= Beginning of Section =

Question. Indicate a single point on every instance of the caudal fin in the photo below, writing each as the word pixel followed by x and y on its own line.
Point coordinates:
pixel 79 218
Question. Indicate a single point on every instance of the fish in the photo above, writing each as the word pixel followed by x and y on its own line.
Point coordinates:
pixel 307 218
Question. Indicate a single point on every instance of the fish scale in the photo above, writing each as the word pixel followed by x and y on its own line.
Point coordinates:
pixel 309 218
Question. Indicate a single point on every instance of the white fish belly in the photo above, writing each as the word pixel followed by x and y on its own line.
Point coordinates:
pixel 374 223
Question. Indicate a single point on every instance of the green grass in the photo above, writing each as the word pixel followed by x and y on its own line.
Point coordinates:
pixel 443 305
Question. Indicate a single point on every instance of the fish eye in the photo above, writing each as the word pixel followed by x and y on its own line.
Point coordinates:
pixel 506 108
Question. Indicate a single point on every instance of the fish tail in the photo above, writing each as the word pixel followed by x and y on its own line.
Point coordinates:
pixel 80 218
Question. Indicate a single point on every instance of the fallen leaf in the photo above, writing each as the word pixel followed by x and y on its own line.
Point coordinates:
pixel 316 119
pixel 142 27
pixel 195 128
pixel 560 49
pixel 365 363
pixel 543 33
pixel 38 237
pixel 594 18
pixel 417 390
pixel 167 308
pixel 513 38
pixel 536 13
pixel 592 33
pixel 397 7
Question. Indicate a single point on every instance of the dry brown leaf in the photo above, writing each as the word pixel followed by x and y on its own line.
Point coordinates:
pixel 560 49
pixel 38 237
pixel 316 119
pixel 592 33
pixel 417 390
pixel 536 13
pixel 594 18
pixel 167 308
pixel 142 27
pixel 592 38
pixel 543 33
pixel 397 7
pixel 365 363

= End of Section =

= Your objective =
Return the data in its entirety, exactly as given.

= Written solution =
Question. Indicate a single point on every instance of the caudal fin in the photo below, writing each as the word pixel followed by x and y on its own line.
Point coordinates:
pixel 79 218
Question. Indicate a single point on every instance of the fish in the photo above, writing each as the word pixel followed by x and y on its own line.
Point coordinates:
pixel 307 218
Question. Indicate a single point on every instance of the fish scale in the photo above, writing each as the word pixel followed by x and y on its own line.
Point coordinates:
pixel 309 218
Question. Indicate a single point on every instance of the white fish belly in the photo above, writing each as the word pixel followed by x and y on its own line.
Point coordinates:
pixel 374 223
Question. Indicate a single point on every instance of the green grass in the photo above, writing each as the word pixel followed by x and y on its own line.
Point coordinates:
pixel 443 305
Question. Indicate a single point on every instance of the fish eye in the photo above, writing each as the word pixel followed by x and y on its own line.
Point coordinates:
pixel 506 108
Question. Indicate a single point on every instance of the fish tail in the photo above, writing each as the word pixel followed by x and y on its own line.
Point coordinates:
pixel 80 218
Question. Indicate a single point on every instance of the fallen leaf in the photo above, writing each as the word pixel followed by x and y on its own line.
Point coordinates:
pixel 316 119
pixel 142 27
pixel 195 128
pixel 560 49
pixel 365 363
pixel 543 33
pixel 38 237
pixel 594 18
pixel 417 390
pixel 167 308
pixel 513 38
pixel 536 13
pixel 592 33
pixel 397 7
Question. Indicate a single point on every instance of the dry brown leaf in the photo above, writing each as the word pixel followed by x and y on its own line.
Point coordinates:
pixel 560 49
pixel 38 237
pixel 316 119
pixel 592 33
pixel 417 390
pixel 536 13
pixel 594 18
pixel 167 308
pixel 142 27
pixel 592 38
pixel 543 33
pixel 397 7
pixel 365 363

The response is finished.